Stored records:
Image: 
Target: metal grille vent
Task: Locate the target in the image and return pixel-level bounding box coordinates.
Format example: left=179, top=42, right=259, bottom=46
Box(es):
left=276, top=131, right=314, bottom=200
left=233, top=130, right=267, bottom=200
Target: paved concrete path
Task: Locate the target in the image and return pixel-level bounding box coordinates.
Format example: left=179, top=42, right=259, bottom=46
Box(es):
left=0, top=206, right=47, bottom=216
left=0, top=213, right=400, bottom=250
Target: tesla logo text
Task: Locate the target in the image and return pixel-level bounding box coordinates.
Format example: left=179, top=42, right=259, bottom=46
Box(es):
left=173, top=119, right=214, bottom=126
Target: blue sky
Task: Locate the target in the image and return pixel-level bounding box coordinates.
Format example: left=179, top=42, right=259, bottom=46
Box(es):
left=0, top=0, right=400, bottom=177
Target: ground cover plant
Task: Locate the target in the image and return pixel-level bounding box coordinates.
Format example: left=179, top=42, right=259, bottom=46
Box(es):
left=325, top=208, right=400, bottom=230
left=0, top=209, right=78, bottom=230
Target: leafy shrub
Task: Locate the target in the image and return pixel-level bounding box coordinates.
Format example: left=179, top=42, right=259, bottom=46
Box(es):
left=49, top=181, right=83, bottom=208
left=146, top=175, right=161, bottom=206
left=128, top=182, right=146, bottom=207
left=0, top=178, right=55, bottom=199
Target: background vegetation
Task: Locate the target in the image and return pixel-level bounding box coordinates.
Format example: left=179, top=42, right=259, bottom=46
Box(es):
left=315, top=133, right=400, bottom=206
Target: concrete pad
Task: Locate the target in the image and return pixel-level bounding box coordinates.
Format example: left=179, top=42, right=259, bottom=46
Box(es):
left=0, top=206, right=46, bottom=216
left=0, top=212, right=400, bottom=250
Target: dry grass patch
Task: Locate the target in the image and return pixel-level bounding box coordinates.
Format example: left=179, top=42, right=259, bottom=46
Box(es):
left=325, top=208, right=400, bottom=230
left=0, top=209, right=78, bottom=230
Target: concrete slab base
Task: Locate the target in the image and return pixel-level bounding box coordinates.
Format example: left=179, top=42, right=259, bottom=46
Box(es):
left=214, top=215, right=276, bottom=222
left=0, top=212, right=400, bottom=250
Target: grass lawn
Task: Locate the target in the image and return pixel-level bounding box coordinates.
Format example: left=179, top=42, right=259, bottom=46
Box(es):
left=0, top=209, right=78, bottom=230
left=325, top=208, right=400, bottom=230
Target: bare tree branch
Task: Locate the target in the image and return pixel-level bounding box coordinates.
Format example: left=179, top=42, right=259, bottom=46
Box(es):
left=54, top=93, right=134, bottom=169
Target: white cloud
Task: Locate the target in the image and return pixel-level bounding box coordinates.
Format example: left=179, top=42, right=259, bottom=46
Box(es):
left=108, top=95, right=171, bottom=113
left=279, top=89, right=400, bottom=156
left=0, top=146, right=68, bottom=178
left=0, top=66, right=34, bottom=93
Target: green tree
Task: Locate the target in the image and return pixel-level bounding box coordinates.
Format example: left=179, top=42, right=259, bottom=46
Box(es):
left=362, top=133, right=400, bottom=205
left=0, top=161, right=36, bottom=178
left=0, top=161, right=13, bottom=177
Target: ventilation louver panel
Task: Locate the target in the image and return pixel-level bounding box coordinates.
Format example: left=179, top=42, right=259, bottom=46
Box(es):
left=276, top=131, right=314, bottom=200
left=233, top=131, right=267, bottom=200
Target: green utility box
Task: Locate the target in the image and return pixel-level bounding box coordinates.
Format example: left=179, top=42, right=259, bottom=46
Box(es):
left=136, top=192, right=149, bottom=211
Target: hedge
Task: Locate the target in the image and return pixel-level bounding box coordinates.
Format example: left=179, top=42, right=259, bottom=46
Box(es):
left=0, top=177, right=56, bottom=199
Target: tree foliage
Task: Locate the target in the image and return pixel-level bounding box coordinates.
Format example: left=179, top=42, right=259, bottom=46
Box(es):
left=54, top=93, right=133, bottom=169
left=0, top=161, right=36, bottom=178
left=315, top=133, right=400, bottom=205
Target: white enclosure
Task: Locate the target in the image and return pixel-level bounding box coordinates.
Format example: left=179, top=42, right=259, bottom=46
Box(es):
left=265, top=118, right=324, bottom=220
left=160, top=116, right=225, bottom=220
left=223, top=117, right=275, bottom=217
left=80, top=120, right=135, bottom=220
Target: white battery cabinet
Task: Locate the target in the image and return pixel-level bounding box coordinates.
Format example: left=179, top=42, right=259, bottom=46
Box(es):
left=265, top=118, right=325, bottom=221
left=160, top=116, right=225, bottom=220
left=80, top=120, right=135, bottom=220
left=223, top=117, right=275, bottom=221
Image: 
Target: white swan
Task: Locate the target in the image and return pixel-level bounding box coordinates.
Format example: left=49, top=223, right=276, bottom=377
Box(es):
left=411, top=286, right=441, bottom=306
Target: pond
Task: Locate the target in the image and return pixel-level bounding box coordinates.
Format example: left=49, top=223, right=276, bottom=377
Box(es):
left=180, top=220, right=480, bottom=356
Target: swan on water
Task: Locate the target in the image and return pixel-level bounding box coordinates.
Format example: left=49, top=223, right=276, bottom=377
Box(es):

Brief: Identify each line in the rows above that contains the word "grass". Copy every such line.

Task result:
Target: dry grass patch
Target: grass lawn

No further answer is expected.